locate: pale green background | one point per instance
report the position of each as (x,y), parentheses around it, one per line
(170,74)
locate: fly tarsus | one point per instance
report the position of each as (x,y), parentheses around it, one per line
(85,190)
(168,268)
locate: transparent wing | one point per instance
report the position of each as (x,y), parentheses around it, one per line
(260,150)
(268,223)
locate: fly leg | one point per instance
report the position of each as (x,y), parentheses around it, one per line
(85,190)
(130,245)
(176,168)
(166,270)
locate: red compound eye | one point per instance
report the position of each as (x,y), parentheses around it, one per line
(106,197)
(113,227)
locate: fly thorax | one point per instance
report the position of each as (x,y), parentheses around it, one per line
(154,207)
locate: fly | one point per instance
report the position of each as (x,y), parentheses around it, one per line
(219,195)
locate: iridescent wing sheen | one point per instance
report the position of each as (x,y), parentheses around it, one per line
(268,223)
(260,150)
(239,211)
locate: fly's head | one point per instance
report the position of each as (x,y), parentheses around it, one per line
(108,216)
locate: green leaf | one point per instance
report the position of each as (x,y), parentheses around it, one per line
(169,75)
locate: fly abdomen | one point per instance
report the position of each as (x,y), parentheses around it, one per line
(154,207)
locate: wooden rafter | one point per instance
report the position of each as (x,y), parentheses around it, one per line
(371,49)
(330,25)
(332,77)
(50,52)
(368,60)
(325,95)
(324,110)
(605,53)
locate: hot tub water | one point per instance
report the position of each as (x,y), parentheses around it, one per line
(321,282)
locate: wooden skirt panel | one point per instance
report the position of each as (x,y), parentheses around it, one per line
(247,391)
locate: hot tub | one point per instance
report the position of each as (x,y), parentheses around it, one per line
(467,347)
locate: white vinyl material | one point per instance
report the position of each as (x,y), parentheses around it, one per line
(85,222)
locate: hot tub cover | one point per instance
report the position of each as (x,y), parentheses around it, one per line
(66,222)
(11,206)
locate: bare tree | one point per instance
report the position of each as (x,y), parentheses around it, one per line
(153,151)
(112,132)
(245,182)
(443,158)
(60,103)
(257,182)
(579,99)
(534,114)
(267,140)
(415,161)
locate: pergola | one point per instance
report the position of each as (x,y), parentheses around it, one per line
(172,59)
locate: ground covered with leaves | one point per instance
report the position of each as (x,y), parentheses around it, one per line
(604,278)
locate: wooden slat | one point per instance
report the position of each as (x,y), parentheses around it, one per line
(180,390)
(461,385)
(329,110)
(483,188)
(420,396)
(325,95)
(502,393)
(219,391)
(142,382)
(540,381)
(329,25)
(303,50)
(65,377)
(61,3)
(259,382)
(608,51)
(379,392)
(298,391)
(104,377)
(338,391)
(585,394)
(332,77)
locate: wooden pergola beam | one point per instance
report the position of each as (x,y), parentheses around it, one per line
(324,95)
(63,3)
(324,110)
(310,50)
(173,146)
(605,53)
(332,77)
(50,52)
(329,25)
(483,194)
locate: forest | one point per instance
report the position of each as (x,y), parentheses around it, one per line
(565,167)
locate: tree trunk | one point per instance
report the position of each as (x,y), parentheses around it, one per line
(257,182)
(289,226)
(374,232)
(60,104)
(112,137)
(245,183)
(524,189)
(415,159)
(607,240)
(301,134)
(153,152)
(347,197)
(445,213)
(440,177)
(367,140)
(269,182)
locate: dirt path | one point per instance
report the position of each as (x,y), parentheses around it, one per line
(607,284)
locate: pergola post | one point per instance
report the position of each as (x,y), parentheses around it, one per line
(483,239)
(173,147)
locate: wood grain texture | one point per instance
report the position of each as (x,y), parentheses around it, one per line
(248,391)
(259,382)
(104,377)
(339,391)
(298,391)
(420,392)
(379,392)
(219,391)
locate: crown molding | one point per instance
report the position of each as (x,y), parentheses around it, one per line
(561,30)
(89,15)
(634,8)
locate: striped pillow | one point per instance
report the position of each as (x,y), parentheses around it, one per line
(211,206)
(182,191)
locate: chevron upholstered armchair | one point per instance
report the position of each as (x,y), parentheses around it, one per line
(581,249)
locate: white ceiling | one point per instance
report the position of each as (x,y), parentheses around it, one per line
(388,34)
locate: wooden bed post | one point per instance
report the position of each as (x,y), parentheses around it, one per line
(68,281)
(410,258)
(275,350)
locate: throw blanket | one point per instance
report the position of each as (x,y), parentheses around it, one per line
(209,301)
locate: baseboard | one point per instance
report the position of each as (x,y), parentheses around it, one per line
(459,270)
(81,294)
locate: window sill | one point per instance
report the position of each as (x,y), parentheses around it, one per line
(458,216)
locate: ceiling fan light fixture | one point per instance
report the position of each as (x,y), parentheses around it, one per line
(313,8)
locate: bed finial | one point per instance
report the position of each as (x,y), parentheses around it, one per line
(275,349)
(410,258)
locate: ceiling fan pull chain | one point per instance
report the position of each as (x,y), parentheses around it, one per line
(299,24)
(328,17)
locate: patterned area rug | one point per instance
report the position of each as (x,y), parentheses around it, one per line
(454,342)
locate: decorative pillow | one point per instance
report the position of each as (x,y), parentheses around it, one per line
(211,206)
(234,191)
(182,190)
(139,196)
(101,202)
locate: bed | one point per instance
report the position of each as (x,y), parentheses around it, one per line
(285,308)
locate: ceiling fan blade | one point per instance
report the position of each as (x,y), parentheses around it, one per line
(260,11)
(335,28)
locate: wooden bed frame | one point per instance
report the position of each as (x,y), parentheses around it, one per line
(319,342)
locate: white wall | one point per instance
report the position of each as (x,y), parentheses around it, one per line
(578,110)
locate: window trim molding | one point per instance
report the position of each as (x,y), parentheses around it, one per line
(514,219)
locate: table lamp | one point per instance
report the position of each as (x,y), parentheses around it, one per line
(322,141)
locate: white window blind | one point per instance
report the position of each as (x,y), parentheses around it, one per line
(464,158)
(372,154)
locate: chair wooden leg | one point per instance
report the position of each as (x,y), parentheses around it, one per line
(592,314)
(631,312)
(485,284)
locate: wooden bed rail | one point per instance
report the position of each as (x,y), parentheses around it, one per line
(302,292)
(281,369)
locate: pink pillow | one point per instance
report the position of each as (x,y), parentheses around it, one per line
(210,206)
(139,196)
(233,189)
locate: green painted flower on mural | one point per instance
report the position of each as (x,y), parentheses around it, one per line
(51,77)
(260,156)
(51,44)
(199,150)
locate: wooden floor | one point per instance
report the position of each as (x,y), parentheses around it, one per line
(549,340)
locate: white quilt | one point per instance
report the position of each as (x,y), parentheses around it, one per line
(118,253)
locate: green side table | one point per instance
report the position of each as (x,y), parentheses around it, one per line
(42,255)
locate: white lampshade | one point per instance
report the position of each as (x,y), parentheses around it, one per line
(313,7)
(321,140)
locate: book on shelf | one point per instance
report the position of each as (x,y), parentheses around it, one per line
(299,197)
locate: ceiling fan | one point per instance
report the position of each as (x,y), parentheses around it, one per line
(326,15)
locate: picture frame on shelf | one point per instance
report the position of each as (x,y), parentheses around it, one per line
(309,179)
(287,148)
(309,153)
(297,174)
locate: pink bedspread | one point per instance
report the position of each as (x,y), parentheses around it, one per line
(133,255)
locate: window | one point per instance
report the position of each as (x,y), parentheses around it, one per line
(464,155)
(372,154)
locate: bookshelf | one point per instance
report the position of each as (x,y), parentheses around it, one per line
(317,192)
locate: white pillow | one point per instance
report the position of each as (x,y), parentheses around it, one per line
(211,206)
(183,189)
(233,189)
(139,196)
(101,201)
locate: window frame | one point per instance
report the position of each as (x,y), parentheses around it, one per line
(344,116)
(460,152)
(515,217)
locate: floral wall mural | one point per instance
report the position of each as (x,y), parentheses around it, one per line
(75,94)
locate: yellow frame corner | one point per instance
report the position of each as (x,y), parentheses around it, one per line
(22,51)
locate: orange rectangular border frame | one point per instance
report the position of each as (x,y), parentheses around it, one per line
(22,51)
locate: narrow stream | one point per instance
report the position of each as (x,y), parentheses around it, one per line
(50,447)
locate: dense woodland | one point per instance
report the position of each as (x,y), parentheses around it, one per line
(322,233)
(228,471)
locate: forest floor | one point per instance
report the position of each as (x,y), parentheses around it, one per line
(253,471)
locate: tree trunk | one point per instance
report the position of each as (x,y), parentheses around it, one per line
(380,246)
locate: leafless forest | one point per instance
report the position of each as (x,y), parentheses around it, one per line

* [EXERCISE]
Return every line from the one holding "locate: yellow frame" through the end of the data, exactly as it appears, with both ends kept and nothing else.

* [TASK RESULT]
locate: yellow frame corner | one point per instance
report the position of each as (x,y), parentheses around it, one per line
(22,51)
locate: orange rectangular border frame | one point per instance
report the position of each as (x,y), parentheses around it, one per line
(22,51)
locate: narrow stream | one point per instance
report the position of each as (x,y), parentheses around it, one per line
(50,447)
locate: dense woodland | one point per instance
report the position of each as (x,y), parentheses around it, one per line
(322,233)
(228,471)
locate: forest floor | one point per instance
report the position of each as (x,y), parentheses around it, one per line
(253,471)
locate: tree trunk | one point per instance
report the position of each as (x,y), parentheses around it, one per line
(380,246)
locate: leafless forest | one point per instance
report the position of each as (x,y), parentheses around it, one per line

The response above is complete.